[Requirement] Which lines in the listing below contain the word "green"? Copy each one.

═══ Material shown ═══

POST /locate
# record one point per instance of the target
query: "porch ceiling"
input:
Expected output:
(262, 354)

═══
═══ Material shown ═══

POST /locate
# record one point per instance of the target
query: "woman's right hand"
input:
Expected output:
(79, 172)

═══
═══ Material shown ═══

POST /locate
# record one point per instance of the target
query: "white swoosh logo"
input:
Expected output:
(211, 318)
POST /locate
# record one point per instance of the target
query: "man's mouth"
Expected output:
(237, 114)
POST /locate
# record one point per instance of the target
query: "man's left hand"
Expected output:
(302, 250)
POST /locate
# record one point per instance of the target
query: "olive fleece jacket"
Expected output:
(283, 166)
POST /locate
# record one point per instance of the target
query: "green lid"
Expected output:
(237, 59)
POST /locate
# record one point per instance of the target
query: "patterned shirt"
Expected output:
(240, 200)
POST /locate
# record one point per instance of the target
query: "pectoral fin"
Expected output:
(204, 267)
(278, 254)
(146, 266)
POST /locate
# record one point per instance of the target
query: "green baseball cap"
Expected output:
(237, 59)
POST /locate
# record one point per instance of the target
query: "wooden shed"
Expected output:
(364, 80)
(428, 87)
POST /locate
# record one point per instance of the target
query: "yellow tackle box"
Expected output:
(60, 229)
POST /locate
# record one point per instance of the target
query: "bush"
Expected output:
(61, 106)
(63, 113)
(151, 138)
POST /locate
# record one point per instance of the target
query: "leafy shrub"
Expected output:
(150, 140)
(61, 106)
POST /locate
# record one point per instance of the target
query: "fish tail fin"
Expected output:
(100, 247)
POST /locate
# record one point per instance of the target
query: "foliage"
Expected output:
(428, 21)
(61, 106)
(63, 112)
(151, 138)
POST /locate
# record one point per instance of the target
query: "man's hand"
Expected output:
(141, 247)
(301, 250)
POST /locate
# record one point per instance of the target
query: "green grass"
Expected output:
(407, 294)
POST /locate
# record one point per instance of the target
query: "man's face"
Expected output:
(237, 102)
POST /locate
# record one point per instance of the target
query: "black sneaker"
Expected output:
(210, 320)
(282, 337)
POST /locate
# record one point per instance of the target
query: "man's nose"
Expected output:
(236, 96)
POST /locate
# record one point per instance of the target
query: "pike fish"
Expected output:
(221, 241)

═══

[Solution below]
query: "green lid"
query: "green baseball cap"
query: "green grass"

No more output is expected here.